> _TASKS TO COMPLETE_:
[a] According to the quarterback volatility article, what are Gini coefficients typically used to evaluate?
[b] From the quarterback volatility article, copy the passage between "Joseph Chernak" and "basis (includes playoffs).", inclusive.

Open Source Football: Exploring Quarterback Volatility with Gini Coefficients

Joseph Chernak

Intro:

A few years ago, Bill Petti posted a great article on FanGraphs describing hitter volatility and how it can be quantified via Gini coefficients. Petti wrote that volatility is how a player distributes their overall season performance (as measured by wRC in his case) throughout the season on a game by game basis. This is opposed to streakiness which is related to clustering of good and bad performances over the course of a season. To quantify a hitters volatility, he proposed the usage of a Gini coefficient. Typically Gini coefficients are used to evaluate the wealth distribution in countries (0-1 scale where higher values indicate less equal distribution of wealth). In the case of football, a Gini coefficient can tell us how each individual quarterback distributes their cumulative season EPA (passes, rushes, penalties) on a game by game basis (includes playoffs).

In this post, I follow a similar methodology to Petti’s original work to calculate a quarterback’s volatility by season. In addition, I create a “Volatility Over Expected (VOLoe)” GAM model to evaluate a QB’s volatility within the context of their season EPA and total opportunities (passes, rushes, penalties).

Region labeling data
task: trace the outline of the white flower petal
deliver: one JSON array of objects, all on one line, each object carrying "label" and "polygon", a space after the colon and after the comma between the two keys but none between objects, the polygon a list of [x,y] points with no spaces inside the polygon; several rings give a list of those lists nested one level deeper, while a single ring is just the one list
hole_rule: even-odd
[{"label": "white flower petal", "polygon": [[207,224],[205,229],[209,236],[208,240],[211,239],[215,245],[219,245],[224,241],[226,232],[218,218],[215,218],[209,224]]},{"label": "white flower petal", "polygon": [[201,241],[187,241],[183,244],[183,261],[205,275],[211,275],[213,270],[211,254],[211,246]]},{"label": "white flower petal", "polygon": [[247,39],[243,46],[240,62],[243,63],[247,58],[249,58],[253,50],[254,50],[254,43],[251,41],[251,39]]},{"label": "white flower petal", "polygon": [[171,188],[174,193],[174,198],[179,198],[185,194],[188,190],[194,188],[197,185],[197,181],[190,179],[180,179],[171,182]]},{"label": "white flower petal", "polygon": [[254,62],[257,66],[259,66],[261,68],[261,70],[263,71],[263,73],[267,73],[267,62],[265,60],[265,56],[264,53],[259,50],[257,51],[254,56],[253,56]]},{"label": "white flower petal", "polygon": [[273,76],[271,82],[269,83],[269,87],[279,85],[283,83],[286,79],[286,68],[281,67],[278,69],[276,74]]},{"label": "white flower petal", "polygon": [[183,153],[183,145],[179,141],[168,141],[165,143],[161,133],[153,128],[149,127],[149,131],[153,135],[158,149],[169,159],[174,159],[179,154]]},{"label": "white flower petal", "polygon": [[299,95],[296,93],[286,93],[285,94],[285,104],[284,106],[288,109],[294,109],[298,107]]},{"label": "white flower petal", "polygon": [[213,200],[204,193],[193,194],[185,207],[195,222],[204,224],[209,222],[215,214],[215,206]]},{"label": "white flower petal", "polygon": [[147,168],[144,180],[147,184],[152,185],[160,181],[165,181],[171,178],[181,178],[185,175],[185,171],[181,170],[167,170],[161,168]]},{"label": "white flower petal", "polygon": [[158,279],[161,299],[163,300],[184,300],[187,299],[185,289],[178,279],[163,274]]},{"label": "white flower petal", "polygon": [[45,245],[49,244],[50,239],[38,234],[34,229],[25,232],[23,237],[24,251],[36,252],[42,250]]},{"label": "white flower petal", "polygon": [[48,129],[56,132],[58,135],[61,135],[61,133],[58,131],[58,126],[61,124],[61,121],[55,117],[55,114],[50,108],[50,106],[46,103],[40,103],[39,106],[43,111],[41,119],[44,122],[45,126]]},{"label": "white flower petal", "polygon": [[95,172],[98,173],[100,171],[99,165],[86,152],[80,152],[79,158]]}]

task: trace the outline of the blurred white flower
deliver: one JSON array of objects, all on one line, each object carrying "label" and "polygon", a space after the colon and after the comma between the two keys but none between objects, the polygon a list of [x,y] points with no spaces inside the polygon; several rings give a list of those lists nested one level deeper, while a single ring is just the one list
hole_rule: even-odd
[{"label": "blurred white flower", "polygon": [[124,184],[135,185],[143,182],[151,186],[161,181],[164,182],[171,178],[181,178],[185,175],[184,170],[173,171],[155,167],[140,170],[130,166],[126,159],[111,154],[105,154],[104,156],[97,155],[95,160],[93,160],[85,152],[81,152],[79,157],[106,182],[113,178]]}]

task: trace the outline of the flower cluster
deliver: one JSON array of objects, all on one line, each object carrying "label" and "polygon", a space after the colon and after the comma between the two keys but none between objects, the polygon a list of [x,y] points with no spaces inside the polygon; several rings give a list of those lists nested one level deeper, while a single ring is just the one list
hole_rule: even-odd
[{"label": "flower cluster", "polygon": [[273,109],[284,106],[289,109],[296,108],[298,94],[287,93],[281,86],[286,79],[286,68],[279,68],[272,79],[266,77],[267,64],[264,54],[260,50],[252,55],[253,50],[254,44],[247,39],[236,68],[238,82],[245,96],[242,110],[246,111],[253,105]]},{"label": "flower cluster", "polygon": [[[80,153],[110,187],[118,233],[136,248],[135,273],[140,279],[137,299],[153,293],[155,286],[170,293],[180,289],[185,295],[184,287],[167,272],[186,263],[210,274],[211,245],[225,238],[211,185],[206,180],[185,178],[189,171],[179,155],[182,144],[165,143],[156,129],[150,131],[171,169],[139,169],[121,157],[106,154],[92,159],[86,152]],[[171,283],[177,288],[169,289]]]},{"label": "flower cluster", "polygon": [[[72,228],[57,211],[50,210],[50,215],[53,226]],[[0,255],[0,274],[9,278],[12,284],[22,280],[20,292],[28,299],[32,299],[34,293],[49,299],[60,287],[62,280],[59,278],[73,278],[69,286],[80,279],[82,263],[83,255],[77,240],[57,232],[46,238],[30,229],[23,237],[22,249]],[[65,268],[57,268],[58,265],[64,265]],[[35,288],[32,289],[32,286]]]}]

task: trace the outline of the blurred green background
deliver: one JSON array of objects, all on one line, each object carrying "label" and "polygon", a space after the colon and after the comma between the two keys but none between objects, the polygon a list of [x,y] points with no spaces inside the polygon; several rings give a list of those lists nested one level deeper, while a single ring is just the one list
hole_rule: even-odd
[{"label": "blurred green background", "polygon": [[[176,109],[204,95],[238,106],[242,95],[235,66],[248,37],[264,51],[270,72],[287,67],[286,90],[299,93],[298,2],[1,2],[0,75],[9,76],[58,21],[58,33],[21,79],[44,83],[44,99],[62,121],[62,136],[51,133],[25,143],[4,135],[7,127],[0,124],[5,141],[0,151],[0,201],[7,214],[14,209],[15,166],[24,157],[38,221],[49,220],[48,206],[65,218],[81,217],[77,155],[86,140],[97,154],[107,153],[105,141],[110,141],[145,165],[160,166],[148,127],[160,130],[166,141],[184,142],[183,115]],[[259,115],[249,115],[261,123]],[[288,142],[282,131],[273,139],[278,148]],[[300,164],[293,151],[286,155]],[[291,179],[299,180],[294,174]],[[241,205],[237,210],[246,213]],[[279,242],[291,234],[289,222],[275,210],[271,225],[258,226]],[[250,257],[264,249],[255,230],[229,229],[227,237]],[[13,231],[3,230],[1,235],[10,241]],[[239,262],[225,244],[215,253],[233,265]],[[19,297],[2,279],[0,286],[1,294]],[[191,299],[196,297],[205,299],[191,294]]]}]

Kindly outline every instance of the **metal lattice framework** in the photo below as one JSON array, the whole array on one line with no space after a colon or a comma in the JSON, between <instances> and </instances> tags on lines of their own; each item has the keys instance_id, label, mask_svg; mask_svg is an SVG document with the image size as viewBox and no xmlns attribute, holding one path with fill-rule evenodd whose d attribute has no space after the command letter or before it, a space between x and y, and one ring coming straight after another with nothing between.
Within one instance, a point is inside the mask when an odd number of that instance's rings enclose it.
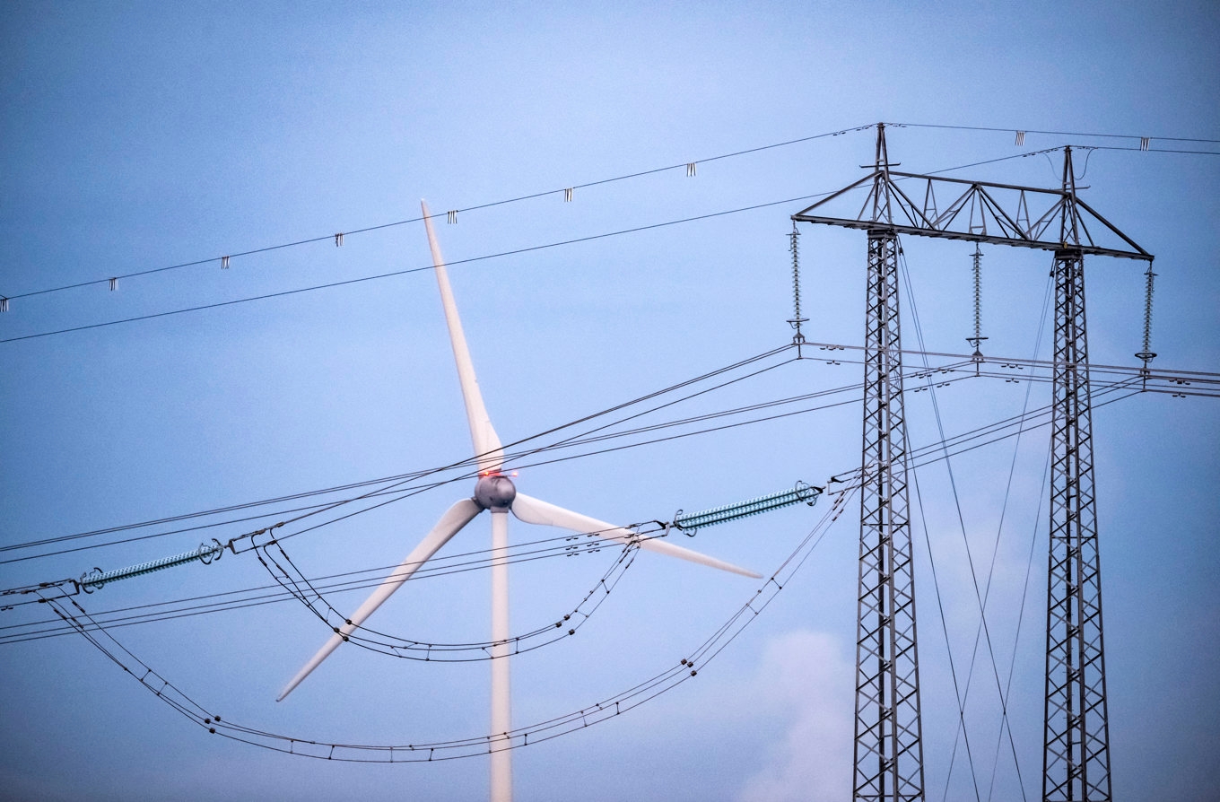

> _ANSWERS FOR THIS EXERCISE_:
[a] The wealth distribution in countries.

[b]
Joseph Chernak

Intro:

A few years ago, Bill Petti posted a great article on FanGraphs describing hitter volatility and how it can be quantified via Gini coefficients. Petti wrote that volatility is how a player distributes their overall season performance (as measured by wRC in his case) throughout the season on a game by game basis. This is opposed to streakiness which is related to clustering of good and bad performances over the course of a season. To quantify a hitters volatility, he proposed the usage of a Gini coefficient. Typically Gini coefficients are used to evaluate the wealth distribution in countries (0-1 scale where higher values indicate less equal distribution of wealth). In the case of football, a Gini coefficient can tell us how each individual quarterback distributes their cumulative season EPA (passes, rushes, penalties) on a game by game basis (includes playoffs).